> _Exercise set_
[1] Please write out the part of the PHP thread from "PHP 4.1.2 = parse" to "4.1.x requirement.".
[2] Name every PHP version that the PHP thread mentions, counting each one once.
[3] According to the PHP thread, what is the minimal PHP requirement for the SquirrelMail code?

> _Selected excerpt_

━━━━━━━━━━

18 years ago by Antony Dovgal — view source

unread

Try this, you'll see it's really easy:
<?php
//in Unicode mode all strings created this way are Unicode strings
$s = "<any unicode string>";
var_dump(strlen(($s)));
var_dump(strlen((binary)$s));
?>

http://www.php.net/language.types.type-juggling#language.types.typecasting

No (binary).
PHP 4.1.2 = parse error in test2.php on line 5.
PHP 5.2.0 = Parse error: syntax error, unexpected T_VARIABLE in test2.php
on line 5
It is E_PARSE error, so I can't apply fix after detecting PHP6.

Yes. We're talking of PHP6 here.

Fix is not portable. We are talking about SquirrelMail code. Minimal PHP
4.1.x requirement.

━━━━━━━━━━

> _Information shown_
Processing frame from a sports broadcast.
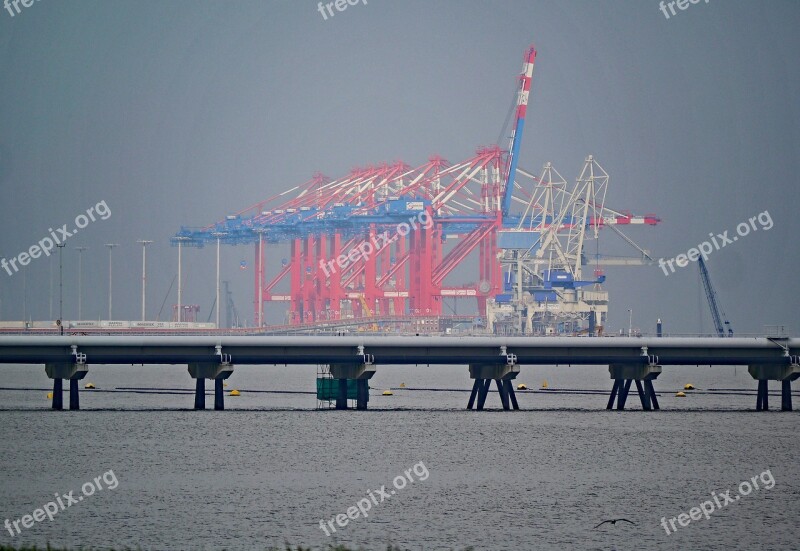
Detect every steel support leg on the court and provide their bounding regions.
[214,379,225,411]
[781,380,792,411]
[478,379,492,411]
[644,379,660,410]
[356,379,369,410]
[69,379,81,409]
[494,379,511,411]
[52,379,64,409]
[467,379,483,409]
[505,379,519,409]
[194,378,206,409]
[606,379,622,409]
[617,379,633,410]
[336,379,347,409]
[635,379,650,411]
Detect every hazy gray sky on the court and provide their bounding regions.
[0,0,800,333]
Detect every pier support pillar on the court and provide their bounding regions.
[52,379,64,410]
[44,362,89,410]
[747,364,800,411]
[781,381,792,411]
[467,363,519,411]
[194,377,206,409]
[606,364,661,411]
[330,364,375,410]
[189,362,233,411]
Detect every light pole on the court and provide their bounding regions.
[56,243,67,335]
[256,228,265,328]
[211,232,228,329]
[173,236,191,321]
[47,256,53,320]
[75,247,89,321]
[106,243,119,320]
[136,239,152,321]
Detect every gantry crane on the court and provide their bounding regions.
[697,256,733,337]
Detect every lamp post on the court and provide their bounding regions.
[628,308,633,337]
[56,243,67,335]
[136,239,152,321]
[211,232,228,329]
[173,236,191,321]
[256,228,265,328]
[75,247,89,321]
[106,243,119,320]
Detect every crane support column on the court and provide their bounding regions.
[747,356,800,411]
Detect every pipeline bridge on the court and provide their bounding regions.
[0,336,800,411]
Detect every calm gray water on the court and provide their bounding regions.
[0,366,800,550]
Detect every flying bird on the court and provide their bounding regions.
[592,518,636,530]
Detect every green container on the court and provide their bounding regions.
[317,378,358,400]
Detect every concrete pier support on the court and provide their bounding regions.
[189,362,233,410]
[330,363,375,410]
[747,364,800,411]
[606,364,661,411]
[467,364,519,411]
[44,362,89,410]
[52,379,64,410]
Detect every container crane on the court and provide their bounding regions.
[697,256,733,337]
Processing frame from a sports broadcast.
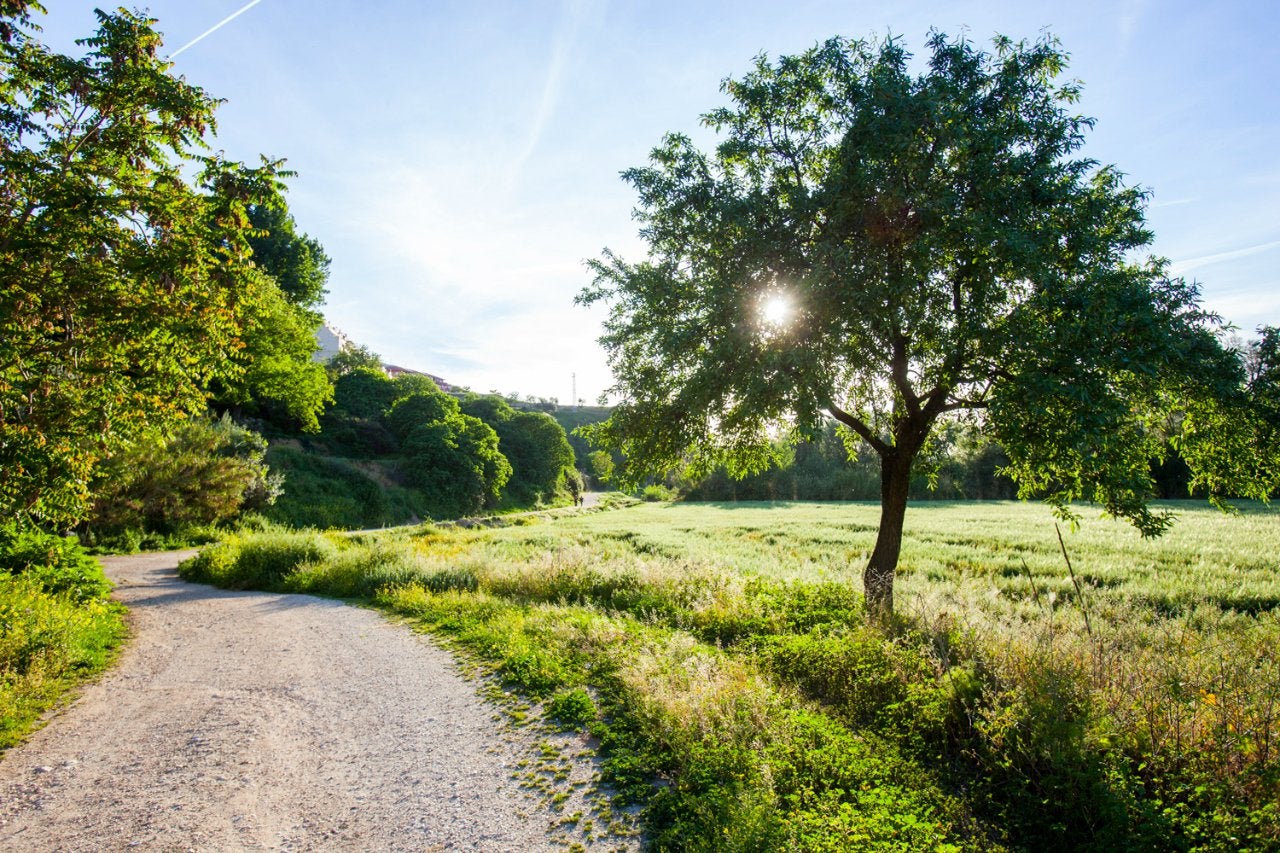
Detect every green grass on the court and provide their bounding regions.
[0,525,125,751]
[187,503,1280,850]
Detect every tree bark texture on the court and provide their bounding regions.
[863,448,915,620]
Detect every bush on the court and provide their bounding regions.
[283,543,425,598]
[640,483,680,502]
[0,524,125,749]
[178,530,338,589]
[0,523,111,603]
[265,447,428,529]
[83,415,280,537]
[547,688,598,731]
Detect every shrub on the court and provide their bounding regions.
[178,530,338,589]
[84,415,280,537]
[640,483,680,502]
[0,523,111,603]
[547,688,598,730]
[0,524,125,749]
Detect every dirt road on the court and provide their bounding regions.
[0,553,617,850]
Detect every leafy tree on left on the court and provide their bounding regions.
[0,6,307,525]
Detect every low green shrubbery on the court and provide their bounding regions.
[178,529,338,589]
[0,524,125,749]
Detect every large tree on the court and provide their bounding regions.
[580,33,1274,615]
[0,6,293,525]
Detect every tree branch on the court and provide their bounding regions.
[827,402,892,456]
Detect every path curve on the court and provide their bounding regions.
[0,552,591,850]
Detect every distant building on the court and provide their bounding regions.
[383,364,453,393]
[311,323,453,393]
[311,323,351,364]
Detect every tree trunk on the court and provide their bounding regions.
[863,448,915,620]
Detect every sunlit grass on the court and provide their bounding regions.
[183,503,1280,850]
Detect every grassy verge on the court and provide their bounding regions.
[0,526,125,749]
[183,505,1280,850]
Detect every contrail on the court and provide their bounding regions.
[169,0,262,59]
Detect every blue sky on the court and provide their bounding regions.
[30,0,1280,402]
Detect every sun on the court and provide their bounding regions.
[760,293,792,329]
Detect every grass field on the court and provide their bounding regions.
[184,503,1280,850]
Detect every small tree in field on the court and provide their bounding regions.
[579,33,1276,615]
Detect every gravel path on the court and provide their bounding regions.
[0,552,635,850]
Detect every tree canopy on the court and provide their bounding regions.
[579,33,1275,613]
[0,3,296,524]
[461,394,575,503]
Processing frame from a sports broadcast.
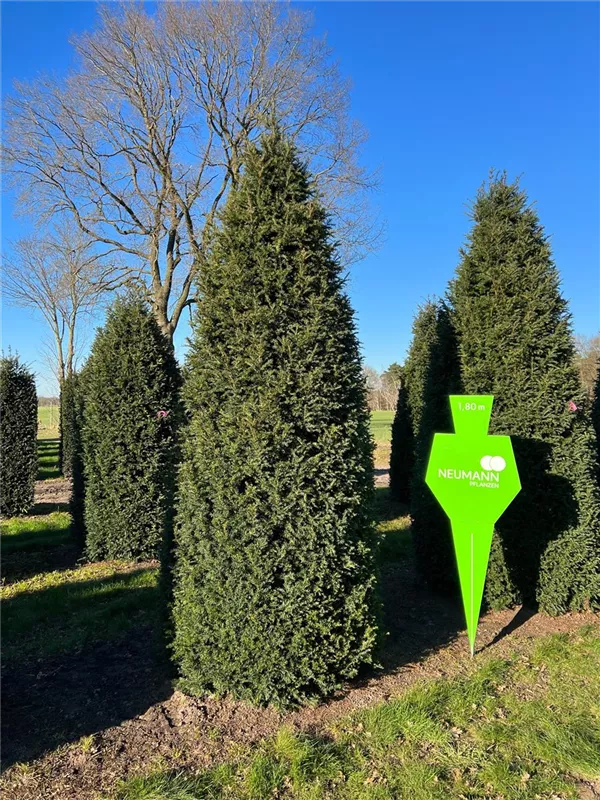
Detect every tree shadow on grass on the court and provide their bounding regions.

━━━━━━━━━━

> _List of solutions_
[1]
PHP 4.1.2 = parse error in test2.php on line 5.
PHP 5.2.0 = Parse error: syntax error, unexpected T_VARIABLE in test2.php
on line 5
It is E_PARSE error, so I can't apply fix after detecting PHP6.

Yes. We're talking of PHP6 here.

Fix is not portable. We are talking about SquirrelMail code. Minimal PHP
4.1.x requirement.

[2]
PHP 4.1.2
PHP 5.2.0
PHP6
PHP 4.1.x

[3] PHP 4.1.x